### TEXT TO READ
※ ※ ※

# Oysters have begun!



## bassdisaster (Jun 21, 2007)

Yes yes Ive been waiting, I found 14 nice Yellows but those Oysters were quite a suprize!








Cant wait till the woods dry out a little I have a feeling there will be a good flush after todays rain!

BD


----------



## Roosevelt (Sep 21, 2007)

I hope you're right about the rain BD. I hit a couple old spots in the past two days and only found 7 and 10 morels each time. No oysters even.


----------



## Sparky23 (Aug 15, 2007)

I have been finding a few oysters for the last 2 weeks, fond some the other day looked to be very fresh but they were the buggiest i have ever seen, they were hollow and FULL of worms.


----------



## wdf73 (Sep 14, 2009)

We have been finding some. I am up to about 200, and some friends found 8# between the two of them yesterday! I am hoping for a jump start from the rain also; most of the ones I have found have been grays.


----------



## fasthunter (Sep 15, 2006)

Oysters are awesome! I like making soup with em. Actually tastes like clam chowder no joke!:corkysm55 They usually start coming up pretty good as soon as the yellows are about done. Which means I'm thinking next week I'm gonna have to check my oyster spots. Congrats on the oysters and morels too btw.


----------



## Sparky23 (Aug 15, 2007)

Just got done eating some oysters I picked ooo about 30 minutes ago tastttty. Found about 120 on morels too.


----------



## Mushroom Jack (May 28, 2009)

Yes, the Oysters are fruiting beautifully !!!


----------



## Sparky23 (Aug 15, 2007)

Figured to find a bunch of fresh oysters today...but nothing, or nothing low enough to get, quite a few way up out of reach. Go to the good spot tommorow.


----------



## Sparky23 (Aug 15, 2007)

After eating oysters again for the first time in few yeras do to a very buggy batc hthat went unnoticed untill half had been eatin. I picked some and checked them better and gave um a try and like i said yum....anyway went out yesterday and had to do some climbing but picked enough for dinner and breakfast. Gotta say the more other mushrooms i try the lower the morel go's on the list. Just like finding them more then the rest i guess.


----------



## ryan-b (Sep 18, 2009)

Im pretty new to these different mushrooms other than orels. Where can you find these?? Do they grow up by me me??


----------



## Sparky23 (Aug 15, 2007)

They start to show up in numbers around the end of morel season, I find most of mine on big tooth aspen and willow, but have seen them on few others. In the summer i find them more on maple it seems like.


----------



## Johnr (Dec 13, 2000)

Sparky23 said:


> They start to show up in numbers around the end of morel season, I find most of mine on big tooth aspen and willow, but have seen them on few others. In the summer i find them more on maple it seems like.

※ ※ ※

### PROVIDED MATERIAL
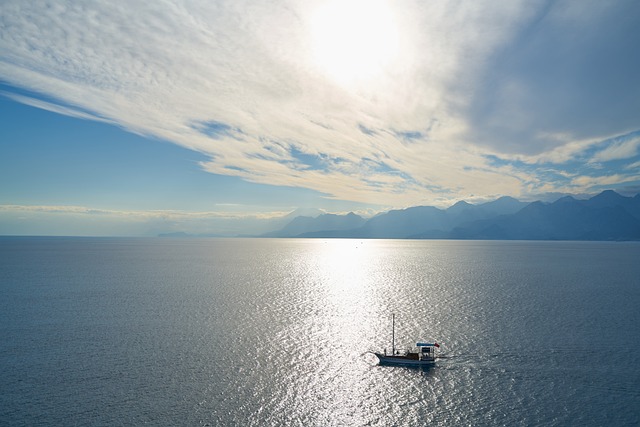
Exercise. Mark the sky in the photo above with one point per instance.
(138, 118)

※ ※ ※

### JOBS
**1.** In the forum thread about oysters, repeat the passage from "## wdf73 (Sep" up to and including "morels too btw.".
**2.** In the forum thread about oysters, on which trees does Sparky23 say most of their oysters are found?

### ANSWER SET
**1.**
## wdf73 (Sep 14, 2009)

We have been finding some. I am up to about 200, and some friends found 8# between the two of them yesterday! I am hoping for a jump start from the rain also; most of the ones I have found have been grays.


----------



## fasthunter (Sep 15, 2006)

Oysters are awesome! I like making soup with em. Actually tastes like clam chowder no joke!:corkysm55 They usually start coming up pretty good as soon as the yellows are about done. Which means I'm thinking next week I'm gonna have to check my oyster spots. Congrats on the oysters and morels too btw.

**2.** Big tooth aspen and willow.